### What the task requires
Rewrite the rows below starting at the line that contains "For every instance of the prairie" and ending at the end of the rows, changing "bison calf" to "young bison" and leaving everything else unchanged.

### Data to use
********

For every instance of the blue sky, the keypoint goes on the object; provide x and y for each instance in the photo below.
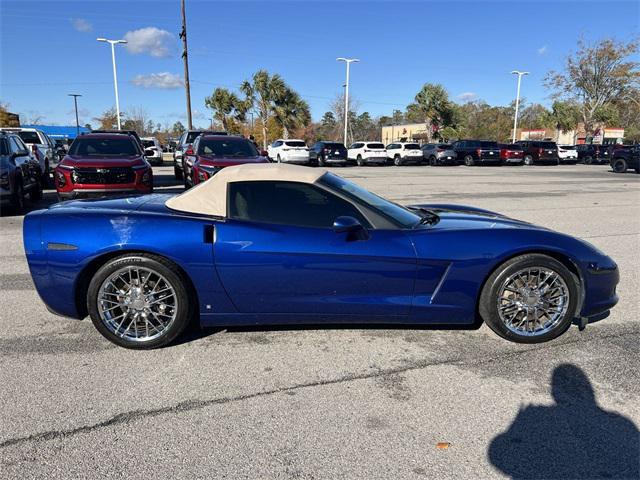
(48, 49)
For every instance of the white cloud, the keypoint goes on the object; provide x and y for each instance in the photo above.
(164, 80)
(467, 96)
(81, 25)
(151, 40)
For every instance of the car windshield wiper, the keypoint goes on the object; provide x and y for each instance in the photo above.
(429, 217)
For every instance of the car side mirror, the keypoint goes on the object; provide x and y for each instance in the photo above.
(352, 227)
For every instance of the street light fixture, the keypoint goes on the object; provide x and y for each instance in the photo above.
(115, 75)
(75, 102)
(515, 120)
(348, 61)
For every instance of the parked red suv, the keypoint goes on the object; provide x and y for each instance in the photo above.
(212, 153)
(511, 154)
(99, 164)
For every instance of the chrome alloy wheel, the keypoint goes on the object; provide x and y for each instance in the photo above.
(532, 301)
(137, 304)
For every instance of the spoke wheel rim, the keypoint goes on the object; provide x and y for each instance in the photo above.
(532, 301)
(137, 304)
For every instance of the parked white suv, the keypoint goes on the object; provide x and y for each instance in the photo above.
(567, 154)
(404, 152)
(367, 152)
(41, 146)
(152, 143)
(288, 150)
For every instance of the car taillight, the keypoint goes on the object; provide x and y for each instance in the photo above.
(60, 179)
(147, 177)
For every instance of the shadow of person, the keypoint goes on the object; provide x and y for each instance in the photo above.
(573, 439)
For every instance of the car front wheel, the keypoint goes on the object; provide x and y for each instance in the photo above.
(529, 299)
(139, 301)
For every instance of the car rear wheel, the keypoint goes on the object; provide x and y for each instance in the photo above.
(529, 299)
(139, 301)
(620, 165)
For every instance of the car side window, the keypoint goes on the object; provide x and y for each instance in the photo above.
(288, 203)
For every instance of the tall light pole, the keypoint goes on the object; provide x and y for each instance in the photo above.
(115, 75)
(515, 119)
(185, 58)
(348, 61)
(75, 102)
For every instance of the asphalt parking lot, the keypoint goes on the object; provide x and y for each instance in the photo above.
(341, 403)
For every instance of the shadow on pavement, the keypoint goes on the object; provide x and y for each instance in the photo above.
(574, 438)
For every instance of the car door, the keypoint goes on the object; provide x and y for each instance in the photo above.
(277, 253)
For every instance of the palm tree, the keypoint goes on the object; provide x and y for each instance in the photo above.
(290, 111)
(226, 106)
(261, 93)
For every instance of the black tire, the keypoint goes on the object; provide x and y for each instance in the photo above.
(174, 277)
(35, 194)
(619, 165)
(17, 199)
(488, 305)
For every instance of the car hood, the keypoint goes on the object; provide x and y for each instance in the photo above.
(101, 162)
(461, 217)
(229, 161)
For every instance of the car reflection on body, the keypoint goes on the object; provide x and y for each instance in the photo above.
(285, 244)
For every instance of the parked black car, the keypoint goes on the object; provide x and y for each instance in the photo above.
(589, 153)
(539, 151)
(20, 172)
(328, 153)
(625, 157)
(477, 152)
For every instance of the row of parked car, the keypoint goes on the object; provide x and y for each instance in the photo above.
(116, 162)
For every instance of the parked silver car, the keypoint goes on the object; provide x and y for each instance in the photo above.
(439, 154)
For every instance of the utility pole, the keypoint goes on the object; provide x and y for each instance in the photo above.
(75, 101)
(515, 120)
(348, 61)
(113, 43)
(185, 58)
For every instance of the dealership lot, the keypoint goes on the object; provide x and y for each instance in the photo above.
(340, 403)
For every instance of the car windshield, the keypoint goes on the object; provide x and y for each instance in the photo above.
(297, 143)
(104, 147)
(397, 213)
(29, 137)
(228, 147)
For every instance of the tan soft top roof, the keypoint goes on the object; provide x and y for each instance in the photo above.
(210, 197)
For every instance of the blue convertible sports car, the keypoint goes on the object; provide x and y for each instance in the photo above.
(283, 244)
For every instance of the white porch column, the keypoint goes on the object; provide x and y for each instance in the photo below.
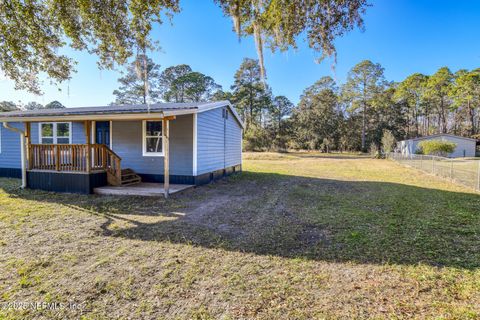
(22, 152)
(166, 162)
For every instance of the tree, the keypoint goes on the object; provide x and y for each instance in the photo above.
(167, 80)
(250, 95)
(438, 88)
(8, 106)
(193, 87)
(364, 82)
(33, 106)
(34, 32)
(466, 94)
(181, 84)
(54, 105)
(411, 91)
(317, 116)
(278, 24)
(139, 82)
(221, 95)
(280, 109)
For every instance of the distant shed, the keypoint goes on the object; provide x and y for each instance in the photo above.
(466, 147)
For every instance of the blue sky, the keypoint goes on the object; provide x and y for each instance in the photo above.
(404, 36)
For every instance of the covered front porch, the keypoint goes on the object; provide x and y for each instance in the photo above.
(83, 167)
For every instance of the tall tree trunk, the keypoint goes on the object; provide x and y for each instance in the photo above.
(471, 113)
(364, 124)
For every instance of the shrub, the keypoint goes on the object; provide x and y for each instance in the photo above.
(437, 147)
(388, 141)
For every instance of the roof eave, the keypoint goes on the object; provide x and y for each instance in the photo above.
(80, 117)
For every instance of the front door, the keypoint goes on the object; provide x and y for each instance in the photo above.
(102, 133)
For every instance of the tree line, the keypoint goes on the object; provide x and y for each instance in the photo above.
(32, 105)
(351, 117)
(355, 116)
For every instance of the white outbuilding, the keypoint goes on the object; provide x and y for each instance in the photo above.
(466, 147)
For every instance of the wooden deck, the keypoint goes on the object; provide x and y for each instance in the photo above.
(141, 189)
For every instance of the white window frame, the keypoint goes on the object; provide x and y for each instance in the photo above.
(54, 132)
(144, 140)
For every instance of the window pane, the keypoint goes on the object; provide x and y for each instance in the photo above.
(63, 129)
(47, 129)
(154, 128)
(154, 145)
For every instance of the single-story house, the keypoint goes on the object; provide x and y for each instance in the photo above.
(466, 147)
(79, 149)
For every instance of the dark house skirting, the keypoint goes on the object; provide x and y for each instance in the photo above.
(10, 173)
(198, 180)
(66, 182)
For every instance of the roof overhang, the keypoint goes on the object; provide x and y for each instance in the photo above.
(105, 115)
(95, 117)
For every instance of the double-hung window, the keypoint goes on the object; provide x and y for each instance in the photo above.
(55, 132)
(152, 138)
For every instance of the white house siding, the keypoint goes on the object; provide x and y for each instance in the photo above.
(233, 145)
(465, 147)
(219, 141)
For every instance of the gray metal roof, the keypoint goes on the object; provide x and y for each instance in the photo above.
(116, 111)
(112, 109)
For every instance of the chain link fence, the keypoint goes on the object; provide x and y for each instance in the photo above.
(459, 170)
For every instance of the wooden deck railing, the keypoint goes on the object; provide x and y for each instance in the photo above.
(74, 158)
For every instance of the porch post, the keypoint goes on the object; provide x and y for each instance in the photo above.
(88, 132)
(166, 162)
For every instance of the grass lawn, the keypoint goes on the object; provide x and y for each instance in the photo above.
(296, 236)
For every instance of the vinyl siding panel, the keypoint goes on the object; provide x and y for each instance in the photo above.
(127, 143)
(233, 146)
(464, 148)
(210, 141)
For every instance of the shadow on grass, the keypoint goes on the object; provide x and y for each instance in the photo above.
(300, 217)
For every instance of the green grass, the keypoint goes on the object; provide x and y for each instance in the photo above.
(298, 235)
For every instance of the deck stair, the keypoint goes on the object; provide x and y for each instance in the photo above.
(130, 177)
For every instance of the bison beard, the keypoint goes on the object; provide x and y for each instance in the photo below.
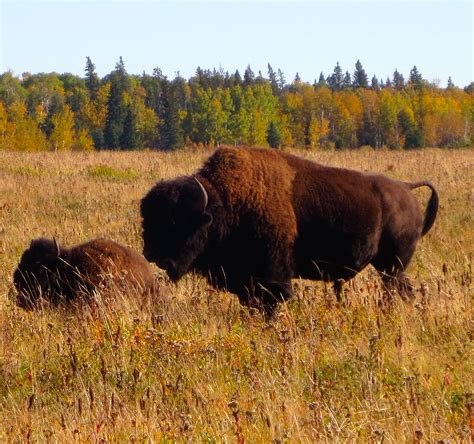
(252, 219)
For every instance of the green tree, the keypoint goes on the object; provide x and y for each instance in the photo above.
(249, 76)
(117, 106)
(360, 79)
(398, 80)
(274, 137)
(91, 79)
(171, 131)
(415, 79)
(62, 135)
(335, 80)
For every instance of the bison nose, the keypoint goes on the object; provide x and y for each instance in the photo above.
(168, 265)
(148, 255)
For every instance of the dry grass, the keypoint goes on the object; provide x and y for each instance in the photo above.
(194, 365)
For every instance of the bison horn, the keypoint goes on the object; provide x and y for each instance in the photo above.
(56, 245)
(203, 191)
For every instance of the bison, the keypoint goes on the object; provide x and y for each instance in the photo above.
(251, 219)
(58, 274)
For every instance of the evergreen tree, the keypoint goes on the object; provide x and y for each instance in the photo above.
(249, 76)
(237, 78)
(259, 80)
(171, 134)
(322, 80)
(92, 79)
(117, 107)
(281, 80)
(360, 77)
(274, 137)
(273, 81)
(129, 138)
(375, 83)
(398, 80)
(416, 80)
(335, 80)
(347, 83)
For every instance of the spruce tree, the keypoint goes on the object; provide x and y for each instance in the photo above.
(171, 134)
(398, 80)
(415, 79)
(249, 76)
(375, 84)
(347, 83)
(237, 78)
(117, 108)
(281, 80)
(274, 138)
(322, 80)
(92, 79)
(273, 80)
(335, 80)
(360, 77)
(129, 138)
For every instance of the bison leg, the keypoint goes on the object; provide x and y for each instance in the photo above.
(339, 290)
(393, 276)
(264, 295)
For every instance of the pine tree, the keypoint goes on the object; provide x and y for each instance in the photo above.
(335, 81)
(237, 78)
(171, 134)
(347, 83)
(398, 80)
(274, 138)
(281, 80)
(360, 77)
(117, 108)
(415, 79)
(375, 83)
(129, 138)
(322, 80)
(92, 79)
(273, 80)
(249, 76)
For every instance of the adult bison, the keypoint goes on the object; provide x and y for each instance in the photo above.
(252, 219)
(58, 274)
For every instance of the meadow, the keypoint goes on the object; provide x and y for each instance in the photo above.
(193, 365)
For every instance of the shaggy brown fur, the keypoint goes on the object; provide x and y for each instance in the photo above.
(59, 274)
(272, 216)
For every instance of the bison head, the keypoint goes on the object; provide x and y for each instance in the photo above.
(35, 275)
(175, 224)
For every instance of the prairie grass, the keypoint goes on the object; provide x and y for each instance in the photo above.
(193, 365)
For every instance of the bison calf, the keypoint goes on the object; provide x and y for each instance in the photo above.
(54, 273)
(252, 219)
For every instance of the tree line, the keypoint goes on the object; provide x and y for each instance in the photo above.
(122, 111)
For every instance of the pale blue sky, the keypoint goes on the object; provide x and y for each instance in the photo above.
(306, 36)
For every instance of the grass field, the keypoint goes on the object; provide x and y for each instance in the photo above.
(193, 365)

********

### The output
For every instance of the prairie grass, the keypoint goes on the object; provide x and y for each instance in the photo above.
(193, 365)
For every instance of the young bison, the keypoint goes on the object; provide x and y for each instance in the photo above.
(54, 273)
(252, 219)
For every instance of the tree line, the keypoint goes on the object; provide x and y for each instance in the photo above.
(122, 111)
For every instance of the pale blue sky, the keypoint goes on the object; provide x and y for each instance in the photo above.
(306, 36)
For every instance of the grass field, the keypoint goes on the object; provide x and y for each instance in the photo above.
(193, 365)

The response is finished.